*EXCERPT*
══════

Near impossible to put down, but so very frustrating on occasion as a myriad of avoidable errors dilute the effectiveness of the delivery. Granted, it’s quite likely the ‘man on the street’ might not pick up on such things, but this is history so the effort needs to be made. 

While nicely illustrated, with images placed throughout the book, the reproduction and inclusion of some photos left much to be desired. Two menus are included in a timely manner, but are so small they are virtually unreadable and, therefore, of little use. A photo of a replica (fibreglass) Spitfire on a pole, a restored, unarmed ‘warbird’ Mosquito and a post-war modified Anson are used to depict these types. Fair enough, they get the point across, but the availability of wartime images of all three means a missed opportunity, and a relatively easy one that could have been fulfilled. The Anson in particular looks to be one of the post-war developments of the Mk.XIX. When there were literally thousands of Ansons serving in Canada, it is frustrating an image of one of these, of which there would be many, could not be used instead to better depict what Oscar trained on.

══════

*WHAT YOU NEED TO DO*
1 > Translate this sentence from the book review into Spanish: "Two menus are included in a timely manner, but are so small they are virtually unreadable and, therefore, of little use."
2 > In the book review, what kind of Spitfire appears in the photo used to depict that type?
3 > Carry on writing the book review from its last sentence.

*DATASET RECORDS*
══════

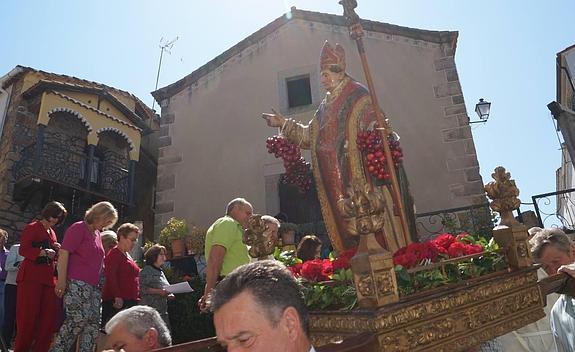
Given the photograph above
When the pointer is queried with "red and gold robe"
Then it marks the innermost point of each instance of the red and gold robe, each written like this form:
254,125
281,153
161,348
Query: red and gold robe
331,135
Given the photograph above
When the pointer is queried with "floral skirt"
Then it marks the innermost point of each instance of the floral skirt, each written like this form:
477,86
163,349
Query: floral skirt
82,307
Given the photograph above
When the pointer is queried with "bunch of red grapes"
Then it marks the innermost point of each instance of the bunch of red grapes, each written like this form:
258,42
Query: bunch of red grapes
370,144
297,169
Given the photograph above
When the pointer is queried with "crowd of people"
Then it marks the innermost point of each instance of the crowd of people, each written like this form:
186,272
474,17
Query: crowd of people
62,296
58,296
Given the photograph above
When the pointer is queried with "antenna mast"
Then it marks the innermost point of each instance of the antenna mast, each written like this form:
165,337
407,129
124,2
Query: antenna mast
164,46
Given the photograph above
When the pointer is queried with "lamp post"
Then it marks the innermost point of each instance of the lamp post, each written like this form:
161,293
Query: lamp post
482,109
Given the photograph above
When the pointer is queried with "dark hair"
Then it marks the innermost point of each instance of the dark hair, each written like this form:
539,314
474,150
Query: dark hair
54,210
549,237
152,254
272,286
127,228
281,216
307,247
237,202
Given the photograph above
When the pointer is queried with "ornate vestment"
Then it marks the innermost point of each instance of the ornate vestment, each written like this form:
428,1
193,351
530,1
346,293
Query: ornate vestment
331,135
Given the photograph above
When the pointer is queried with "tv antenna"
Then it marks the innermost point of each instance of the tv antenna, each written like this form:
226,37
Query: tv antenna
164,46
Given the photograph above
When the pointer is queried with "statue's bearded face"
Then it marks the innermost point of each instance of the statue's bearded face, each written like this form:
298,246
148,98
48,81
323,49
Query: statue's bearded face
330,79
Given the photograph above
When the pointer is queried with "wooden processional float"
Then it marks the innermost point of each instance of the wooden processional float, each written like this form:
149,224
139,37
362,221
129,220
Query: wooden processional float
453,317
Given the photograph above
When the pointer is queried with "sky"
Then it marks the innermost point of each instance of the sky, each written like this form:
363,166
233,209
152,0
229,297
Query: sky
506,54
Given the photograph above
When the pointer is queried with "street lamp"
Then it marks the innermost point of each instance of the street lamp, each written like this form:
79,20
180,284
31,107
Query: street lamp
482,109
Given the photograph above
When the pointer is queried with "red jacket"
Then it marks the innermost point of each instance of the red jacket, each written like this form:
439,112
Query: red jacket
122,277
32,240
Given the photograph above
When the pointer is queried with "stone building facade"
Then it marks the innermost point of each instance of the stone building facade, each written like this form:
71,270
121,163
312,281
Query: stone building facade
212,139
77,142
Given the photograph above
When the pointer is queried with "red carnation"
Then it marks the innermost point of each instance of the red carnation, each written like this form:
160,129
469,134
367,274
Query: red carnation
456,249
407,260
444,240
296,269
326,269
473,249
312,270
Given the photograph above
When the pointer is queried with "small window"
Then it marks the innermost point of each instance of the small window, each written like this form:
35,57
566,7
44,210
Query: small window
299,91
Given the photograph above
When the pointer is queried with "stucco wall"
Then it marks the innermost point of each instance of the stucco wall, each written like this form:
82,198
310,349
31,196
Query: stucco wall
213,139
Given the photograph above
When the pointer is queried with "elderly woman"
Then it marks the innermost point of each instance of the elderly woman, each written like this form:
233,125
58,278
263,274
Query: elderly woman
36,303
153,282
79,276
122,285
309,248
109,240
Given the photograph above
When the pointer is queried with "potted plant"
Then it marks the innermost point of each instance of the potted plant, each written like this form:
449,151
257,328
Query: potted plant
196,246
173,235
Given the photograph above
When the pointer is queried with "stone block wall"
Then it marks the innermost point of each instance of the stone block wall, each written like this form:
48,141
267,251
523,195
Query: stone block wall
166,177
463,167
19,130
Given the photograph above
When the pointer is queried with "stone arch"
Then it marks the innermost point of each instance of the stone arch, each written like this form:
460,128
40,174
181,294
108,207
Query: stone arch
118,131
73,113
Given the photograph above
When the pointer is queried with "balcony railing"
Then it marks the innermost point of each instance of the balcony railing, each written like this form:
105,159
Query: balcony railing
475,219
63,166
555,209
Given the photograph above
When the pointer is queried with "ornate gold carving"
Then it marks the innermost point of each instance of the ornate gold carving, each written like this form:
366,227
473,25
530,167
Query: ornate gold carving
365,286
259,237
385,283
503,192
363,208
457,319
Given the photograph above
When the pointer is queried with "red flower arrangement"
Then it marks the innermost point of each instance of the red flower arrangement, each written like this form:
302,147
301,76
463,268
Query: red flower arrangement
444,246
485,259
327,283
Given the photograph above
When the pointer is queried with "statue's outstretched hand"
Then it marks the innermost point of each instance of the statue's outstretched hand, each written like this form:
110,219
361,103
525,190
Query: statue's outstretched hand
274,119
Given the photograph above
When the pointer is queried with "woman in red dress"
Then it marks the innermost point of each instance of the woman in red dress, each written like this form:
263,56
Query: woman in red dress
36,302
122,285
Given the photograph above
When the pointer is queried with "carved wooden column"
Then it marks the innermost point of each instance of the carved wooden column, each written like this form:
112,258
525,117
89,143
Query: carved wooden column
90,166
37,162
131,180
372,266
510,234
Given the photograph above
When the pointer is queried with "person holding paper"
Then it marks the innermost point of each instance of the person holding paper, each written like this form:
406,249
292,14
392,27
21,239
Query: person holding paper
153,282
122,286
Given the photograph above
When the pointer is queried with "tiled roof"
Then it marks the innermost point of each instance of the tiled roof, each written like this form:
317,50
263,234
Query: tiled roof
75,101
83,82
58,85
448,37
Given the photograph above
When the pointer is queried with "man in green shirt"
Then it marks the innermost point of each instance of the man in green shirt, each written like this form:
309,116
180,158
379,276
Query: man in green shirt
224,247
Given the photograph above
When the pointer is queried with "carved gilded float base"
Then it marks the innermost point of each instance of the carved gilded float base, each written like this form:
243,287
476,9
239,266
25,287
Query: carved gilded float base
451,318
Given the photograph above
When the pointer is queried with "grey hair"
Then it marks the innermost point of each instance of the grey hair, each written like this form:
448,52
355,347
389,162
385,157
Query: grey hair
548,237
270,219
138,320
235,203
101,210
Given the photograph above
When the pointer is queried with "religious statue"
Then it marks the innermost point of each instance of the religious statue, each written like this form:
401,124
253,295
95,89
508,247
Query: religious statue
332,136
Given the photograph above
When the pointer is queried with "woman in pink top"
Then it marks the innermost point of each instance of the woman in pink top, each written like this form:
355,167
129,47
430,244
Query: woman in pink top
122,285
80,264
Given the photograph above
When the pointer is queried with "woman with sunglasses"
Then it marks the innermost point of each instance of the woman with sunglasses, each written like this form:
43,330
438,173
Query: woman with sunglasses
37,304
80,278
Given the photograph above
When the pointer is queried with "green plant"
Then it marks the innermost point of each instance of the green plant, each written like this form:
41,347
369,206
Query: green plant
197,240
175,229
184,312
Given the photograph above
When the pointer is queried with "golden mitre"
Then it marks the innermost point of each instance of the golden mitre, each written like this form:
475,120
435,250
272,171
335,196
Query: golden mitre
331,57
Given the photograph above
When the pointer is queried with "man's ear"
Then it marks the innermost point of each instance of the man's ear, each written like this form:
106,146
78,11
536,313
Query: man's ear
151,338
292,323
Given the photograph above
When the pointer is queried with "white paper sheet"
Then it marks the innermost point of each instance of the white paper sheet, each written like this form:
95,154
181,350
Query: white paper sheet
181,287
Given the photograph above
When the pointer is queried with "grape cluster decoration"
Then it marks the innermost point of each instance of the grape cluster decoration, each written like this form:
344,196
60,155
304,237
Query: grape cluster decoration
370,144
297,169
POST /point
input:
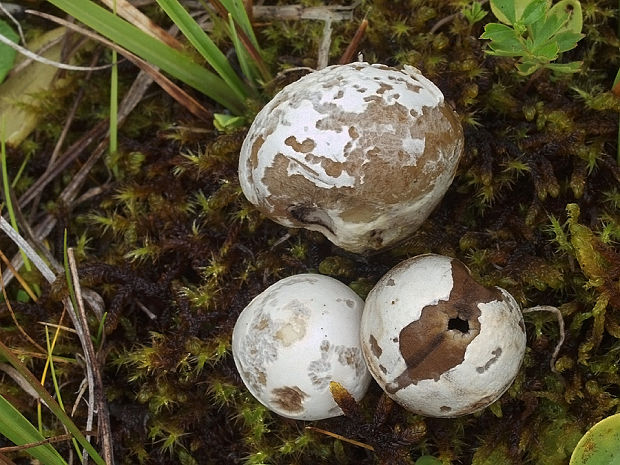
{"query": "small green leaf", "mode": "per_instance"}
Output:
(224, 122)
(503, 39)
(7, 54)
(567, 40)
(534, 12)
(547, 51)
(542, 31)
(570, 12)
(474, 13)
(504, 10)
(527, 67)
(599, 446)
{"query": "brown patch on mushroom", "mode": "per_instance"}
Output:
(375, 158)
(375, 347)
(303, 147)
(496, 353)
(486, 400)
(258, 143)
(436, 342)
(288, 398)
(383, 87)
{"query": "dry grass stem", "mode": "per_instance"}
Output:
(92, 364)
(182, 97)
(61, 438)
(127, 11)
(558, 314)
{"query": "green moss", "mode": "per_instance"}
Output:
(177, 252)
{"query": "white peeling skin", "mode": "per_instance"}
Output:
(296, 337)
(432, 384)
(359, 152)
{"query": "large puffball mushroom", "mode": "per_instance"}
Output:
(296, 337)
(439, 343)
(361, 153)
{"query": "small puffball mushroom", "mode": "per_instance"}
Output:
(296, 337)
(361, 153)
(439, 343)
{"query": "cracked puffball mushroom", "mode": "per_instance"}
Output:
(361, 153)
(439, 343)
(296, 337)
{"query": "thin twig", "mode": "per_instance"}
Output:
(4, 460)
(19, 277)
(342, 438)
(105, 431)
(8, 14)
(19, 327)
(326, 40)
(30, 445)
(558, 314)
(45, 270)
(55, 326)
(347, 56)
(68, 195)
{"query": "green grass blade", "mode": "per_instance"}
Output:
(240, 16)
(148, 48)
(242, 55)
(204, 45)
(50, 402)
(20, 431)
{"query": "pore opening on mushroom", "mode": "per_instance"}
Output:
(458, 324)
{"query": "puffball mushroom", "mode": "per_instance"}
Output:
(439, 343)
(296, 337)
(361, 153)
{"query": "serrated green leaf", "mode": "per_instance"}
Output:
(7, 54)
(504, 10)
(571, 14)
(528, 67)
(599, 446)
(547, 51)
(542, 31)
(503, 39)
(534, 12)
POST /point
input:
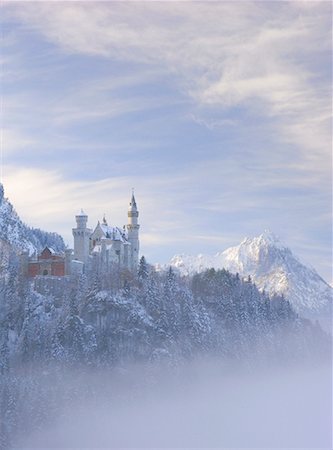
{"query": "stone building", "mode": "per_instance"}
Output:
(110, 244)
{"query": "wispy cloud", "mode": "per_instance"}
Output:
(220, 112)
(233, 53)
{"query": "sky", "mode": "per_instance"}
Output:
(217, 113)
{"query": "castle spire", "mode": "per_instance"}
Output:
(132, 205)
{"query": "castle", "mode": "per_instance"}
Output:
(110, 246)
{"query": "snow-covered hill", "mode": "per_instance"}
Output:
(18, 236)
(272, 266)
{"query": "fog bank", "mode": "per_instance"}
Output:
(202, 406)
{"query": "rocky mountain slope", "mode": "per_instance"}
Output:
(18, 236)
(272, 266)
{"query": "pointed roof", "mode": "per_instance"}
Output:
(132, 206)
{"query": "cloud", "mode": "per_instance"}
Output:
(232, 53)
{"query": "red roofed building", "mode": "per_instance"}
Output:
(48, 263)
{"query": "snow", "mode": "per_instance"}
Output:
(272, 266)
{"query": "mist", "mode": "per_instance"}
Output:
(204, 404)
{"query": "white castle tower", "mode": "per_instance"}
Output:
(133, 234)
(81, 236)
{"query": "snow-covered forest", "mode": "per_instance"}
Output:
(107, 320)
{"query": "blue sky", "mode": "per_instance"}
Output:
(218, 113)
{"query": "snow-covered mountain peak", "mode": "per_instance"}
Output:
(272, 266)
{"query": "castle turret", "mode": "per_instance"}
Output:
(133, 234)
(81, 236)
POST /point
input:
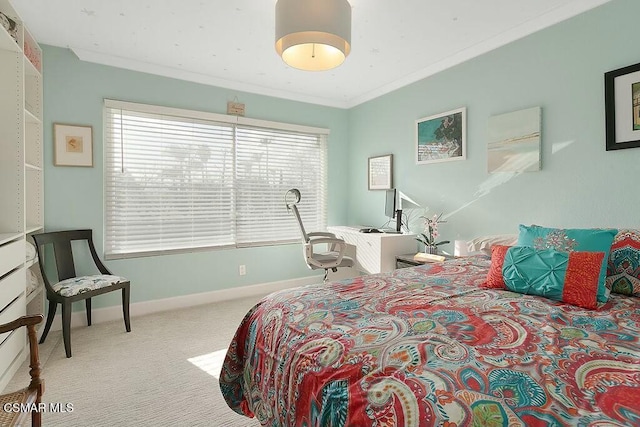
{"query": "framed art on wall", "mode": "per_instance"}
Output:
(622, 107)
(381, 172)
(441, 137)
(513, 143)
(73, 145)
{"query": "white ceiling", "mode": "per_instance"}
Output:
(230, 43)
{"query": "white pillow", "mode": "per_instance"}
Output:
(483, 244)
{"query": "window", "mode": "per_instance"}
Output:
(181, 180)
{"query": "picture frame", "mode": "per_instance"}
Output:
(514, 141)
(380, 172)
(73, 145)
(622, 107)
(441, 137)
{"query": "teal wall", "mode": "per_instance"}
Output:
(560, 69)
(74, 93)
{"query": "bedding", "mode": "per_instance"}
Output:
(427, 346)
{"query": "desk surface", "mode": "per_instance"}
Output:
(356, 229)
(408, 258)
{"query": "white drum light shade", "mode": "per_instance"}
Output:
(313, 35)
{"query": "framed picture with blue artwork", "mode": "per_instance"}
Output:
(622, 107)
(441, 137)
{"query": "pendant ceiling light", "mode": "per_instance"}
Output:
(313, 35)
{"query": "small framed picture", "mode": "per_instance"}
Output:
(622, 107)
(442, 137)
(381, 172)
(73, 145)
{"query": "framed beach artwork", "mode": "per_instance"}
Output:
(622, 107)
(514, 141)
(381, 172)
(73, 145)
(441, 137)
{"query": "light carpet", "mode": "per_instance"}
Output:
(163, 373)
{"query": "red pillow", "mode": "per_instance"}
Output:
(494, 278)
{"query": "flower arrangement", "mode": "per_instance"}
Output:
(430, 234)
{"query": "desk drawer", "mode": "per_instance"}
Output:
(11, 256)
(11, 286)
(12, 312)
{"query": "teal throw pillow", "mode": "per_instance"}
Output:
(571, 277)
(570, 240)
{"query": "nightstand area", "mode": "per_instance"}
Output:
(407, 260)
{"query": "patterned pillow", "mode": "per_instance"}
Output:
(494, 278)
(571, 277)
(569, 240)
(623, 269)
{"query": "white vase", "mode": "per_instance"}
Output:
(430, 249)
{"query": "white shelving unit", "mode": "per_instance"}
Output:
(21, 182)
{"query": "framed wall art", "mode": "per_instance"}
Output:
(73, 145)
(622, 107)
(381, 172)
(514, 141)
(441, 137)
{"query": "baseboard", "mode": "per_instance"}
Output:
(107, 314)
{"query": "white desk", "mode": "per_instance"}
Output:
(375, 252)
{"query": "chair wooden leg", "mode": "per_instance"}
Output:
(66, 327)
(87, 303)
(125, 308)
(52, 312)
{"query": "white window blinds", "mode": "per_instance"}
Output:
(179, 180)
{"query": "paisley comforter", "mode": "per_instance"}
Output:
(426, 346)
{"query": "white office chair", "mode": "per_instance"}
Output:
(332, 259)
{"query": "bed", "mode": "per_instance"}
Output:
(432, 345)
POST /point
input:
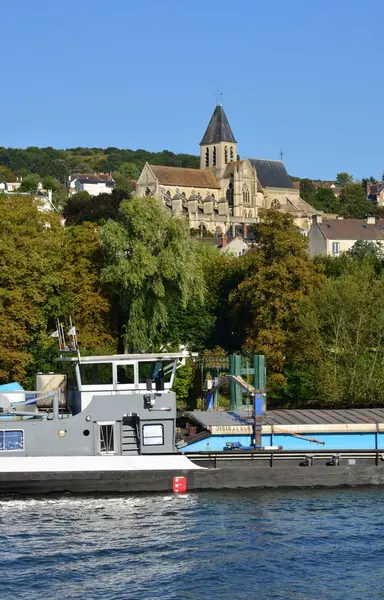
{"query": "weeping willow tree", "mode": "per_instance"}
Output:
(150, 262)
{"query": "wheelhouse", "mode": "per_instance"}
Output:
(118, 374)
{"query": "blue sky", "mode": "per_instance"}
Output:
(304, 76)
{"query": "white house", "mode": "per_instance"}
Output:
(93, 183)
(334, 236)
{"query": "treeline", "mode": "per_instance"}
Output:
(134, 280)
(61, 163)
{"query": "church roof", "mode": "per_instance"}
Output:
(218, 129)
(271, 173)
(185, 177)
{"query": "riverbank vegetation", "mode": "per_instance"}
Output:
(134, 280)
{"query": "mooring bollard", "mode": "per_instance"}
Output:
(179, 485)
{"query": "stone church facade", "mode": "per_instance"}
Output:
(224, 192)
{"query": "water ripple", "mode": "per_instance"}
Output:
(233, 545)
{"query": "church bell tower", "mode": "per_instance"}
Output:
(218, 146)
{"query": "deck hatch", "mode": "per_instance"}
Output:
(11, 439)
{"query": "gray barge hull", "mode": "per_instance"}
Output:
(222, 471)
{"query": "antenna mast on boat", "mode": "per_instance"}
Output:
(71, 345)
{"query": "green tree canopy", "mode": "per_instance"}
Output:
(30, 261)
(30, 183)
(129, 170)
(343, 178)
(81, 207)
(277, 275)
(340, 343)
(307, 190)
(150, 261)
(354, 203)
(6, 174)
(325, 200)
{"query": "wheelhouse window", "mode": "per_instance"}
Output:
(153, 435)
(155, 370)
(107, 438)
(11, 439)
(96, 374)
(125, 374)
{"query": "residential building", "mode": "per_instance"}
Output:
(333, 236)
(225, 191)
(93, 183)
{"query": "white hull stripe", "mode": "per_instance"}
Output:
(43, 464)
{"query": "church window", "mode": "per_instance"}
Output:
(245, 194)
(229, 194)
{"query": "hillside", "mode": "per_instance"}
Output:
(60, 163)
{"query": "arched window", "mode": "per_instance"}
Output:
(229, 193)
(245, 194)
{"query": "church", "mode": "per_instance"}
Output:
(225, 192)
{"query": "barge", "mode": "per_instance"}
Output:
(108, 424)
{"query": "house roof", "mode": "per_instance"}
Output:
(195, 178)
(218, 129)
(231, 167)
(299, 205)
(94, 178)
(271, 173)
(352, 229)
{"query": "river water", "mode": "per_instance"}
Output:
(241, 545)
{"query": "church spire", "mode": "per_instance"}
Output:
(218, 129)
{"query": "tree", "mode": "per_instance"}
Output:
(325, 200)
(129, 170)
(6, 174)
(50, 183)
(343, 179)
(30, 183)
(30, 261)
(150, 262)
(340, 345)
(307, 190)
(82, 207)
(277, 275)
(354, 203)
(82, 294)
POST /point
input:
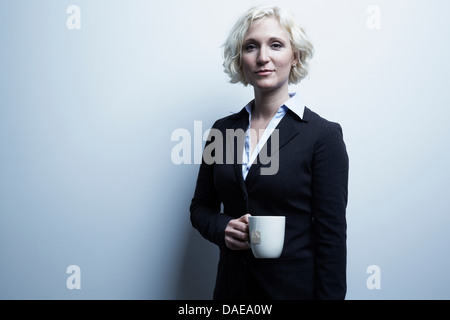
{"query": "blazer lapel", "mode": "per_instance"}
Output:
(235, 140)
(288, 128)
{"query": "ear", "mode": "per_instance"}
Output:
(295, 60)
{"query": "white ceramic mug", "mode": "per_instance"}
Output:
(266, 235)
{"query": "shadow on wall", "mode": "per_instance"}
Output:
(198, 268)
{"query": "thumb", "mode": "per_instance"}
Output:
(244, 218)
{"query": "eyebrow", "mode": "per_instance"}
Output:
(270, 40)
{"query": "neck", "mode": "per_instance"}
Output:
(268, 103)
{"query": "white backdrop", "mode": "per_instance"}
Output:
(89, 100)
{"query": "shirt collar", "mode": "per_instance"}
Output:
(295, 104)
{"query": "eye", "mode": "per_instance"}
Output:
(277, 45)
(250, 47)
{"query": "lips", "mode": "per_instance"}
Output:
(264, 72)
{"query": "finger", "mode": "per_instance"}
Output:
(235, 244)
(244, 218)
(239, 225)
(237, 234)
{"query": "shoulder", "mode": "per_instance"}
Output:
(320, 125)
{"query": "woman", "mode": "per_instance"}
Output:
(269, 51)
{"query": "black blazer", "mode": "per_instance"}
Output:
(310, 189)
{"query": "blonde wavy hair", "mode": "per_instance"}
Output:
(301, 44)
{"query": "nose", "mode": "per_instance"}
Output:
(263, 56)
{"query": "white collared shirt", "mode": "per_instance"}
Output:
(294, 104)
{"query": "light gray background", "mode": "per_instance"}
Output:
(86, 116)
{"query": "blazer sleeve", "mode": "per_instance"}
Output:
(205, 205)
(330, 168)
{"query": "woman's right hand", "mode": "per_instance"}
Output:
(236, 233)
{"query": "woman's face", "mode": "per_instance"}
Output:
(267, 55)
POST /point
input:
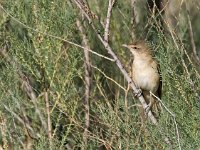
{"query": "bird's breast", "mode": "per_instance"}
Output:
(146, 75)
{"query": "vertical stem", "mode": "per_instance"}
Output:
(46, 96)
(87, 65)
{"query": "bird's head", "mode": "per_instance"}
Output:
(137, 48)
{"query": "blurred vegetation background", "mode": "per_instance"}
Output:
(42, 75)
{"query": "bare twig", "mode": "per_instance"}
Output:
(121, 67)
(3, 129)
(174, 118)
(46, 97)
(87, 64)
(109, 12)
(55, 37)
(192, 40)
(135, 18)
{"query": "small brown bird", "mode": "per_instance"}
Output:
(145, 73)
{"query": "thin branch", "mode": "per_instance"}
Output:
(192, 40)
(49, 129)
(55, 37)
(109, 12)
(135, 18)
(174, 118)
(87, 64)
(122, 69)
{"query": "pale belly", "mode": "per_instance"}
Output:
(146, 78)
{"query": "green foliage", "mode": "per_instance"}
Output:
(34, 50)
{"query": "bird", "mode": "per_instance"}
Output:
(145, 72)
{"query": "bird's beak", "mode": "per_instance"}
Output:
(124, 45)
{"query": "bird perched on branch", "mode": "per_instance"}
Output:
(145, 73)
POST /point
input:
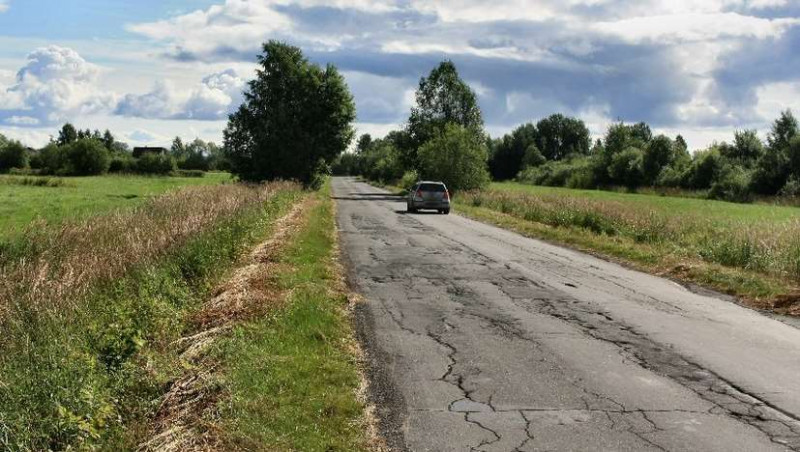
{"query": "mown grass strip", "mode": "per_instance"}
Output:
(86, 375)
(661, 258)
(292, 375)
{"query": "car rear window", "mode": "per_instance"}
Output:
(432, 187)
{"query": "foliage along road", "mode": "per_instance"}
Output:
(480, 339)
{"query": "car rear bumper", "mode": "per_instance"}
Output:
(437, 205)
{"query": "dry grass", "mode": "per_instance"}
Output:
(88, 311)
(763, 254)
(51, 270)
(185, 418)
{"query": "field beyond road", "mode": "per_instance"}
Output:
(481, 339)
(80, 197)
(748, 250)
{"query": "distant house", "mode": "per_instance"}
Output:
(138, 152)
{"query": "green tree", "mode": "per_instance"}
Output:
(442, 98)
(457, 156)
(67, 135)
(109, 141)
(658, 154)
(627, 168)
(783, 130)
(533, 157)
(559, 137)
(86, 157)
(507, 157)
(196, 156)
(747, 148)
(178, 149)
(773, 169)
(364, 141)
(12, 155)
(295, 115)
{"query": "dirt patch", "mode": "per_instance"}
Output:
(185, 418)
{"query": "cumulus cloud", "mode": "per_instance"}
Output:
(55, 84)
(654, 60)
(214, 98)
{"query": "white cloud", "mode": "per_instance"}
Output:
(774, 98)
(237, 24)
(678, 28)
(161, 102)
(215, 97)
(54, 85)
(22, 121)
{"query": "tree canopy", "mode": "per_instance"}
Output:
(296, 116)
(442, 98)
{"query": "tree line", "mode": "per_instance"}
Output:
(297, 121)
(443, 139)
(76, 152)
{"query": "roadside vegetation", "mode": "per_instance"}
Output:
(33, 201)
(105, 279)
(89, 309)
(681, 228)
(752, 251)
(86, 153)
(292, 375)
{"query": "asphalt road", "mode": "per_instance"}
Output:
(481, 339)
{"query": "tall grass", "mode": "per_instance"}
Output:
(765, 247)
(88, 309)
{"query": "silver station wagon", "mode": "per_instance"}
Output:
(429, 195)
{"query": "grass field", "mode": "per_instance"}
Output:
(89, 311)
(718, 211)
(80, 197)
(749, 250)
(292, 374)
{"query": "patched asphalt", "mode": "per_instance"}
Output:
(481, 339)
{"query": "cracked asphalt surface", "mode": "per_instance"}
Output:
(482, 340)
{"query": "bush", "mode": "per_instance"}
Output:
(409, 179)
(87, 157)
(322, 171)
(792, 188)
(733, 184)
(151, 163)
(627, 168)
(671, 177)
(704, 169)
(122, 163)
(189, 173)
(458, 157)
(53, 159)
(13, 155)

══════

*ANSWERS IN ORDER*
1 > Se incluyen dos menús en el momento oportuno, pero son tan pequeños que resultan prácticamente ilegibles y, por lo tanto, de poca utilidad.

2 > A fiberglass replica Spitfire on a pole.

3 >
Unit codes for 467 Squadron are photo-shopped onto a descriptive image of a Lanc in Chapter Five (a chapter that purports to be about the Lancaster as an aircraft, but loses its way somewhat despite some good images of crew positions). Sadly, these codes are not easy to distinguish and the effort performed on this image makes one wonder why the same wasn’t done to the aircraft on the cover, the codes and configuration of which bear little resemblance to ‘Naughty Nan’ (also mentioned on the cover).  

That’s all a bit anorak-y of me, more so than usual, but here’s another one. Off the cuff comments like ‘…the Lancaster and the P51 Mustang were generally fitted with Packard engines’ are misleading. Less than half of the Lancasters built had Packard Merlins. Nothing general about it. Look, things like the cover will attract attention and make the book sell. Good. It’s quite possible most people who read it won’t even notice what’s mentioned above, but the perpetuation of such things does nobody any good. Like referring to using Harvards as trainers in Australia or Cheshire being Master Bomber for Mailly-le-Camp…

The appendices are particularly good and evidence of the amount of digging the author did to uncover the story of his relative and the crew. The accounts of the two survivors are included in full, with additional comments, and must have been difficult to contemplate given the details they provide about Oscar’s final moments. The book ends, however, with the bibliography. There is no index. It needs one, as does any book of this genre. Four index pages, two leafs, would have been enough to elevate this work further.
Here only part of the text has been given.